OBJETIVO
Pode dar continuidade ao trecho sobre Giordano Bruno e sua visão da natureza como expressão do Divino, começando logo após a última frase apresentada?

TRECHO DO DOCUMENTO
A expressão “certa ordem de prioridade”, utilizada por Giordano Bruno, refere-se à Potência Criadora que ordena o Universo e os seus inumeráveis mundos. Pode indicar, também o conceito cabalístico dos “Sefirots”, que representam os dez aspectos do Ser Criador, ou seja, a expressão da Linguagem Divina que se manifesta ao mundo através da natureza. São canais ou emanações da Luz Divina, através da qual o Transcendente torna-se Imanente.
Em suas reflexões sobre a Divindade, Bruno afirma:
“Anaxágoras não deixa de tirar proveito [da observação] da natureza, porque não somente nela mas também fora e talvez acima dela ele reconhece um intelecto, que Sócrates, Platão , Trismegisto e nossos teólogos chamaram igualmente de Deus.” (34)
Apoiado na tradição hermético-cabalista, Bruno concebe a natureza como a expressão do Divino. Para ele, o Criador se revela ao homem através da natureza - (Está na natureza; tudo o que existe vem depois Dele); mas não se confunde com ela (segue uma certa ordem de prioridade e dignidade).
Ao incorporar elementos do Hermetismo Religioso e da Cabala Judaica, Bruno reafirma a idéia de uma religião sem dogmas e ritos. Uma religião que se manifesta no reconhecimento de que Deus está presente no mundo através da natureza e no coração dos seres humanos, e que se revela ao mundo por seus atributos e emanações. Essa posição confirma a sua rejeição a toda ortodoxia.
Tais foram os argumentos utilizados por Bruno para fugir à ortodoxia religiosa: buscar outras fontes de inspiração, a fim de considerar que a verdadeira sabedoria está presente no mundo, na natureza e no homem, já que tudo foi criado por Deus e vem depois dEle. O que é sábio, transpõe a sabedoria para as suas obras. Para ele, Sabedoria, Verdade e Unidade são absolutamente idênticas. (35)
Na esfera filosófica, apoia-se no Sistema Copernicano e passa a contestar os doutores de Oxford, os quais pelo espírito fechado e pela ortodoxia filosófica, designa de “pedantes”. Em sua obra Ceias das Cinzas (Cena de le ceneri), Bruno refere-se a Copérnico como aquele que nos libertou de vários preconceitos filosóficos que poderiam ser identificados como cegueira: (36)

INFORMAÇÕES FORNECIDAS
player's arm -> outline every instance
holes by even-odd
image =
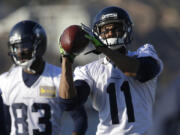
[[[158,62],[152,57],[129,57],[107,48],[92,35],[86,35],[86,38],[91,40],[97,50],[105,54],[127,76],[146,82],[154,78],[160,71]]]
[[[111,61],[113,61],[113,63],[119,69],[121,69],[123,73],[128,76],[136,76],[140,66],[140,61],[138,59],[123,55],[107,47],[99,47],[98,50],[105,54]]]
[[[61,105],[65,110],[72,110],[86,101],[89,86],[85,81],[73,82],[72,64],[78,55],[89,43],[85,32],[80,26],[70,26],[64,30],[60,37],[60,54],[62,56],[62,74],[60,79],[59,96]]]
[[[98,50],[110,58],[125,75],[135,77],[141,82],[154,78],[160,71],[158,62],[150,56],[129,57],[105,47],[100,47]]]
[[[3,135],[8,135],[7,130],[6,130],[6,127],[8,126],[8,125],[6,125],[8,120],[5,119],[5,110],[4,109],[5,108],[4,108],[3,100],[0,95],[0,133]]]
[[[85,135],[88,127],[88,120],[84,106],[80,106],[76,110],[70,111],[69,113],[74,123],[72,135]]]
[[[84,104],[89,96],[90,87],[83,80],[73,81],[72,61],[62,57],[62,74],[60,79],[59,97],[65,110],[73,110]]]

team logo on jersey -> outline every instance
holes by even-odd
[[[39,95],[49,98],[56,97],[56,88],[50,86],[40,86]]]

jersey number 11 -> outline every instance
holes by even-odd
[[[134,122],[135,121],[134,109],[133,109],[132,97],[131,97],[131,92],[130,92],[130,87],[129,87],[128,81],[123,82],[120,90],[124,93],[126,107],[127,107],[128,122]],[[109,86],[107,87],[107,93],[109,94],[112,124],[119,124],[115,83],[109,84]]]

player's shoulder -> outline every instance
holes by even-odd
[[[91,69],[96,69],[96,68],[99,68],[100,65],[104,62],[104,58],[101,58],[101,59],[98,59],[98,60],[94,60],[86,65],[83,65],[83,66],[78,66],[75,68],[75,71],[76,70],[91,70]]]
[[[61,73],[61,68],[56,65],[46,62],[45,63],[45,73],[52,74],[53,76],[59,75]]]
[[[18,73],[20,72],[21,68],[18,66],[12,66],[8,71],[0,74],[0,80],[1,82],[4,80],[9,80],[10,78],[13,78],[14,76],[17,77]]]
[[[154,46],[149,43],[141,45],[136,51],[129,51],[128,55],[137,57],[158,57]]]
[[[156,53],[154,46],[150,43],[146,43],[137,49],[137,52],[145,52],[145,51],[151,51]]]

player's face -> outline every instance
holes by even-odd
[[[16,59],[21,63],[26,62],[32,58],[33,48],[31,43],[23,43],[14,45],[14,50],[16,52]]]
[[[106,24],[100,29],[100,36],[103,39],[117,38],[124,35],[123,23]]]

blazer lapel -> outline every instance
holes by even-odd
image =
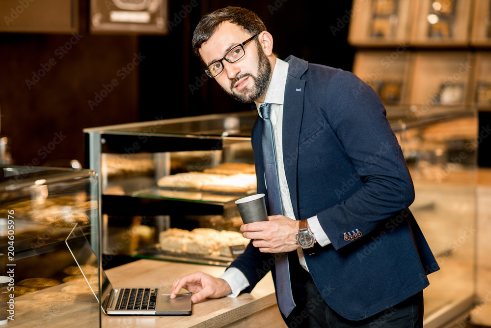
[[[290,64],[291,66],[295,65],[295,63],[291,62]],[[294,213],[295,218],[298,220],[297,164],[299,140],[303,114],[303,96],[305,83],[304,81],[292,76],[289,74],[290,70],[289,68],[283,108],[283,160]]]

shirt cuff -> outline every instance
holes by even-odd
[[[307,219],[307,222],[308,222],[308,226],[310,228],[310,230],[314,233],[314,237],[315,237],[316,241],[319,243],[319,245],[324,247],[331,243],[329,238],[324,232],[322,227],[321,226],[321,224],[319,223],[319,219],[317,215]]]
[[[232,293],[227,295],[229,297],[237,297],[241,292],[249,287],[249,281],[242,271],[236,268],[229,268],[218,278],[223,279],[230,285]]]

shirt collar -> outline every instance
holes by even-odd
[[[273,76],[270,81],[266,95],[264,97],[264,102],[270,104],[283,105],[285,98],[285,87],[286,85],[286,78],[288,75],[288,63],[276,58]],[[259,107],[263,103],[254,102],[258,112]],[[259,113],[261,115],[261,113]]]

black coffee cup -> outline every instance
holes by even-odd
[[[244,224],[268,221],[264,194],[248,196],[235,201]]]

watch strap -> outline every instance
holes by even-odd
[[[307,230],[308,230],[308,223],[307,222],[307,219],[300,220],[299,223],[299,232]]]

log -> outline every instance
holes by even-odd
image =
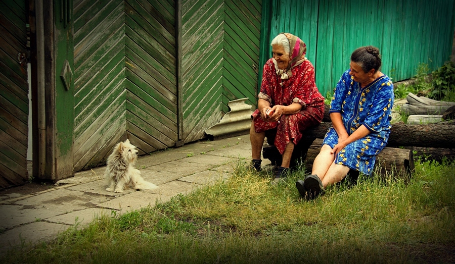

RESULTADO ESPERADO
“Quem, então, haveria de tratar esse homem (Copérnico) e sua labuta como tão ignóbil descortesia que se esquecesse de suas realizações e do seu aparecimento divinamente ordenado, como a alvorada que precede o pleno nascer do sol da antiga e verdadeira filosofia, depois de ela Ter estado durante séculos enterrada nas sombrias cavernas da cega e invejosa ignorância; e quem o julgaria, em razão de algumas omissões na sua obra, como um pensador de igual nível ao do rebanho vulgar, que oscila de um lado para outro conduzido pela brutal superstição? Não deveria ele ser contado entre aqueles cujo grande espírito lhes permitiu elevarem-se, sob a fiel orientação do olho da inteligência divina?”
A partir de uma visão mais consciente do mundo e de um reconhecimento do ALTÍSSIMO, resta ao homem compreender a sua posição no Universo e a de ambos (homem e universo) em relação ao Criador. Para resolver essa questão, Bruno lança mão da Teoria Copernicana.
Agnes Heller argumenta que Bruno considerava a imagem que Copérnico traçou do Cosmos não como uma descoberta científica, mas como uma nova concepção sobre as transformações do mundo físico. Para ela, a atitude de Bruno revela uma “visão consciente do mundo” (37)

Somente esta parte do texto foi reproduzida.